• Written task
Locate the line that contains "target | dark volcanic rock". Print it and each following line through the end of the listing, verbatim, and nothing more.
** Start of Input data **
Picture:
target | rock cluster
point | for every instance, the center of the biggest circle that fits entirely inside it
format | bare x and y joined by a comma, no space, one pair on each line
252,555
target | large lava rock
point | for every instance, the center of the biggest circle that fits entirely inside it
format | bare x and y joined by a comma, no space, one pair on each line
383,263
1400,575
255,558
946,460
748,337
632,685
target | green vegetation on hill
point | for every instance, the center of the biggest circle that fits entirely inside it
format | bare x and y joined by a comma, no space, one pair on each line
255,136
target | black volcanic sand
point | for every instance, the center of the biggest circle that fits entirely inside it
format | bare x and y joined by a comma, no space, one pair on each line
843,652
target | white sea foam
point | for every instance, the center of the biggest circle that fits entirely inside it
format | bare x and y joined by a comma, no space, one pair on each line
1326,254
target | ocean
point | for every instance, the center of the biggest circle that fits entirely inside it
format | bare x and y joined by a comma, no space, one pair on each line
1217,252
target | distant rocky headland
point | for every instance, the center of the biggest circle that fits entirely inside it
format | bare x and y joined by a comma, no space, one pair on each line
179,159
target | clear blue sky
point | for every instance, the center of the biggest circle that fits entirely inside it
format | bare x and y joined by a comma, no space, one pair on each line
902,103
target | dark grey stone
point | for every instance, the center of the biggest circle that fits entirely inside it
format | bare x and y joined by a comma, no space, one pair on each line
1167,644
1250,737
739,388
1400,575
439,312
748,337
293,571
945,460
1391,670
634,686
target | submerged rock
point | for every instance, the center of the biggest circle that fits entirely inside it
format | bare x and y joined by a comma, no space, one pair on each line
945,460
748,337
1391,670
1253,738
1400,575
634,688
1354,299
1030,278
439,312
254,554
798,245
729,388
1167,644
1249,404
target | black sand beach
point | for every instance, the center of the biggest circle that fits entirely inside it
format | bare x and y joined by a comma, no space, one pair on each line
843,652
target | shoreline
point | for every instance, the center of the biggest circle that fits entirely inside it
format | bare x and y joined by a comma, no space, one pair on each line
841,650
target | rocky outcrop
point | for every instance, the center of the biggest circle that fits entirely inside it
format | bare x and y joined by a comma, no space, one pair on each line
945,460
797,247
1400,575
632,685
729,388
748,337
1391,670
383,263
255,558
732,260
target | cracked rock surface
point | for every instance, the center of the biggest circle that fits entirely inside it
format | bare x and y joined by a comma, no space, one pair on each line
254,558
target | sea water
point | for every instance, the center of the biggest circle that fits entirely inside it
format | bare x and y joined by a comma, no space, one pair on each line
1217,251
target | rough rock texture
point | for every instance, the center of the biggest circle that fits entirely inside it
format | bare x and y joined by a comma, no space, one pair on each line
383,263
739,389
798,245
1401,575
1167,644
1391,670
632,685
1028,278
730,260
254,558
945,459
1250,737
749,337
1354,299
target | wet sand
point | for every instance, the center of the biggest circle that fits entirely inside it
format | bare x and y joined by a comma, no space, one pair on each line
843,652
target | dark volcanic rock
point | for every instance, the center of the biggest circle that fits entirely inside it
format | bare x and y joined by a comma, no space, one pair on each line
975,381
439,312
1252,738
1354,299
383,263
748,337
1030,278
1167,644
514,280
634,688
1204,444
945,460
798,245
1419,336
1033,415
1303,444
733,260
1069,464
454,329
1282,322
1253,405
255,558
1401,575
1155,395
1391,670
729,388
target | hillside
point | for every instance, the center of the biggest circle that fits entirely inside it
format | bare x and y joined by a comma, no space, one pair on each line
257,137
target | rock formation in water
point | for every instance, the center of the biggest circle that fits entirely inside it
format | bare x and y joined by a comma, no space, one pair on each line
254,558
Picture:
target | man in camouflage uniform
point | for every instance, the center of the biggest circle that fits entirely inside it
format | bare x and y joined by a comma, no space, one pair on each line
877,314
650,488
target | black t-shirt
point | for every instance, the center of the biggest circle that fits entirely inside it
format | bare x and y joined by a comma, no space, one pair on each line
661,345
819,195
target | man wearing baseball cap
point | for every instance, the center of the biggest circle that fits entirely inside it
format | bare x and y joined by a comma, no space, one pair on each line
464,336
** End of Input data **
• Completed exercise
target | dark volcanic rock
point | for every instance, the center of the biggest circle that fits entirely inside it
format | bare x and y joined by a comma, no space, one pair on each line
975,381
439,312
1252,738
1354,299
383,263
748,337
1030,278
1167,644
514,280
634,688
1204,444
945,460
798,245
1419,336
1033,415
1303,444
733,260
1069,464
454,329
1282,322
1253,405
255,558
1401,575
1155,395
1391,670
729,388
target | hillside
point | for every instance, the center of the biggest circle that fits entirely inside it
format | bare x and y joined by a comma, no space, one pair on each line
257,137
target | rock formation in water
point | for every instance, the center of the biggest circle that fits entirely inside it
format | bare x and y joined by a comma, no space, one pair on each line
254,558
Picture:
target | man in camouflage uniform
point | for every instance, the center of the biggest circle that fits entirely inside it
format | bare x and y joined by a comma, no space, one pair on each line
877,314
650,488
target | black t-shirt
point | for every instance, the center of the biggest circle that fits entirely inside it
format | bare x and y joined by a comma, no space, one pair on each line
661,345
819,195
target | man wearing baseball cap
point | for every instance, the center of the biggest circle that fits entirely inside it
format | bare x and y joined by a comma, no space, one pair on each line
464,336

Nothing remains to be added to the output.